Rescale only the lines running from the one that contains "Can you see the bamboo" through the end of the entries. Copy every one of those lines in full, and multiply each x and y coordinate in the answers by 1.1, rounding to whole numbers with halves rounded up.

^^^^

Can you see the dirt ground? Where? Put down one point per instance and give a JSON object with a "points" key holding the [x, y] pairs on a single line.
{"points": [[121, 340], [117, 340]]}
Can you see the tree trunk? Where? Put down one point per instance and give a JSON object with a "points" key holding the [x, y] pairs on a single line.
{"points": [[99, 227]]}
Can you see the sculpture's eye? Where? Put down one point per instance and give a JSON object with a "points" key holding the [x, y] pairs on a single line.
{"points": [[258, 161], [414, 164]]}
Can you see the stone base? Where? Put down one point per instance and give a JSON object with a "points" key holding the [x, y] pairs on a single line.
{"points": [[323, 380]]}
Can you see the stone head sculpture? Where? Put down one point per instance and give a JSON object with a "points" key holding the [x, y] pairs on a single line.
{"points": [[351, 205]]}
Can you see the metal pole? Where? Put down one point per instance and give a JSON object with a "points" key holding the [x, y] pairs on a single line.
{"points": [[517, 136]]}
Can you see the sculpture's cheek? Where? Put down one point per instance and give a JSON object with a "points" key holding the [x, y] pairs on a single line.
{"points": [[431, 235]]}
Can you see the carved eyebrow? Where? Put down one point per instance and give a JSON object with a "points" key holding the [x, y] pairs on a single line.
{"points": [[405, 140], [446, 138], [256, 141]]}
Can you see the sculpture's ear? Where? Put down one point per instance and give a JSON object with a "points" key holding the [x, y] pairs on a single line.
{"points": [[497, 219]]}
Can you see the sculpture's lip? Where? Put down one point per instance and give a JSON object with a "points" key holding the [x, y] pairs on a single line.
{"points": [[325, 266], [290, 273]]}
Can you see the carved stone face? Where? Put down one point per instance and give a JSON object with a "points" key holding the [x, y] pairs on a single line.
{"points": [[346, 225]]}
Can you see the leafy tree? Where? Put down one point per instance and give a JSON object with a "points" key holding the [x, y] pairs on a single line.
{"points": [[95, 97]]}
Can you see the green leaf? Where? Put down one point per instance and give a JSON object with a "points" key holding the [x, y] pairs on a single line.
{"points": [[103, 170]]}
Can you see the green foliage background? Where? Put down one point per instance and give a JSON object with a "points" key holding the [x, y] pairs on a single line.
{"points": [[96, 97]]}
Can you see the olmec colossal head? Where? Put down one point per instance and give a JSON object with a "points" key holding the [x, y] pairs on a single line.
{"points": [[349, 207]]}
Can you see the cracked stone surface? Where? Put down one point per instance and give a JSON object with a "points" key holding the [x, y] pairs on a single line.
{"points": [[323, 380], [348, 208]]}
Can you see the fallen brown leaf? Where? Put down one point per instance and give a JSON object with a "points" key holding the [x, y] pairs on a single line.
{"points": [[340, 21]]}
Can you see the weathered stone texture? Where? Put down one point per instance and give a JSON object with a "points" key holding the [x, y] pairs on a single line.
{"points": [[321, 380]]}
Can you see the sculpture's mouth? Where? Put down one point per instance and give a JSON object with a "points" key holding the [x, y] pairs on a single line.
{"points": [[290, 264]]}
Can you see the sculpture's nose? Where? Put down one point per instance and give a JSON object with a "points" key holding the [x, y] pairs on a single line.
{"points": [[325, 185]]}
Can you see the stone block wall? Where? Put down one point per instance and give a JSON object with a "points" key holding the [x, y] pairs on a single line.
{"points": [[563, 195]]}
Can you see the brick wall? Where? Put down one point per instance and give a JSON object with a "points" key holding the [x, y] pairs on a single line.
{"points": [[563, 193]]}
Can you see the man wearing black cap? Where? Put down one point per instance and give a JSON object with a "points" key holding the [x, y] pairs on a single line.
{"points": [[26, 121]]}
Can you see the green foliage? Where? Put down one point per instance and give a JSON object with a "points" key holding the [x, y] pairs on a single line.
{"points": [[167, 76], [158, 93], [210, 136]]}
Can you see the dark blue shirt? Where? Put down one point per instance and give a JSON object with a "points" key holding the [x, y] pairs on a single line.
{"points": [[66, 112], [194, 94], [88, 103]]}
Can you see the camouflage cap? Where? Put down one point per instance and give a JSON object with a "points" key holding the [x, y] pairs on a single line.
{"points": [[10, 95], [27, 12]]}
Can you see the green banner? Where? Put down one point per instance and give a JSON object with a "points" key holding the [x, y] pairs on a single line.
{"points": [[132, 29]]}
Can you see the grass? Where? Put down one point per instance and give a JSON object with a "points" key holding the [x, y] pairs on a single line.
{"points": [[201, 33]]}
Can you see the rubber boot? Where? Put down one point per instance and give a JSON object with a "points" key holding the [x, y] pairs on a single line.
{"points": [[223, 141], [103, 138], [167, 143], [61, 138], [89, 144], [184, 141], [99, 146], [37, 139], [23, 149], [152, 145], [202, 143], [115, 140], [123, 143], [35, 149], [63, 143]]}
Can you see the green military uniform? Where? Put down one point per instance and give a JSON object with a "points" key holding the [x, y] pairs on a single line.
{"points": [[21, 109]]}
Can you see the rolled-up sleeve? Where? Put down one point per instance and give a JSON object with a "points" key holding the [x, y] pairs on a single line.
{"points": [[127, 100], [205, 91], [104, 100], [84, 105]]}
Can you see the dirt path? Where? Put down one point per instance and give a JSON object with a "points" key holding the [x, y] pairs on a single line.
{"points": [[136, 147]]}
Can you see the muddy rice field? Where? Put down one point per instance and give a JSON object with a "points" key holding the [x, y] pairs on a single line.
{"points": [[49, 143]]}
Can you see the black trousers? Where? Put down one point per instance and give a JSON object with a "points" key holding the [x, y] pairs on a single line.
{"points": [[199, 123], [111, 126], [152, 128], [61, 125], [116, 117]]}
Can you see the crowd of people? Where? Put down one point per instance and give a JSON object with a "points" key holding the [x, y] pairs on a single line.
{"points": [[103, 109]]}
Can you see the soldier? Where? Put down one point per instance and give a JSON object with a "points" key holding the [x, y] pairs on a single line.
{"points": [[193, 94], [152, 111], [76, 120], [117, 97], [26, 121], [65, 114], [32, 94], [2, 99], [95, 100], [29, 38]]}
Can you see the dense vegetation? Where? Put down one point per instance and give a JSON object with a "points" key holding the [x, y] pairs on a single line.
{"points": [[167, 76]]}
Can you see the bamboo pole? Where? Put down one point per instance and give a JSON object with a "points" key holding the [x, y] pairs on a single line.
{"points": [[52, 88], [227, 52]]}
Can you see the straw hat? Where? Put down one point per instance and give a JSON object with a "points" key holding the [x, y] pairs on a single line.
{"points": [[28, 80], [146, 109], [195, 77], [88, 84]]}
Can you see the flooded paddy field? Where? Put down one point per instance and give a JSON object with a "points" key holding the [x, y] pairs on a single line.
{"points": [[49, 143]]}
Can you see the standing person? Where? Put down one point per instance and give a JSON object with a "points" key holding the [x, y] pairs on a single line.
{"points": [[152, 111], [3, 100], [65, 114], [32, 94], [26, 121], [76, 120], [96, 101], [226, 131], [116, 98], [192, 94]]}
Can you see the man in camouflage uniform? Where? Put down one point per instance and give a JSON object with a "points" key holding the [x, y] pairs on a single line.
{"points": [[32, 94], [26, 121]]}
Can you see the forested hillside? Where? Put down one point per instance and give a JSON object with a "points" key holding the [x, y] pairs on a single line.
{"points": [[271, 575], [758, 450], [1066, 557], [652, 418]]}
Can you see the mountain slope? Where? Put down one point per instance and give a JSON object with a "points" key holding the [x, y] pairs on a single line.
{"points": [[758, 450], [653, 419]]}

^^^^

__Task result__.
Can you see the bamboo pole? Where? Put down one point per instance and give a JSON object with a "points" key holding the [x, y] pairs on a single line.
{"points": [[57, 97], [250, 57]]}
Can you see the straw hat? Where? Put down one point per instance and give a JSON object with a "points" key holding the [x, y] pairs on a single line.
{"points": [[31, 88], [161, 120], [215, 85], [97, 92]]}
Can you see the flooded paddy field? Where? Put down one point per instance and give a JSON object with a "points" key holding the [x, y] pairs on a single line.
{"points": [[54, 157]]}
Can you see the standing person? Where? Put down one point per instance and give a JSON object with a "points" key holding the [x, y] pairs on a single line.
{"points": [[167, 122], [3, 110], [72, 125], [35, 103], [29, 133], [84, 132], [106, 111], [249, 144], [128, 108], [211, 103]]}
Can you see the man in camouflage uniform? Where? Put down one point per instance and give a JSON object with a "points" key holding the [x, y] pairs on a single line.
{"points": [[35, 103], [29, 133]]}
Can you see the forested hillside? Where? Put down one point per instance and give a JSON object with a "points" key holding the [x, y] pairs on a single line.
{"points": [[298, 633], [834, 495], [1173, 613], [717, 460]]}
Can you see the mountain slope? Where? Put down one point per instance and give a JSON object with a "points" key holding the [x, y] pairs on a single line.
{"points": [[834, 495], [718, 461]]}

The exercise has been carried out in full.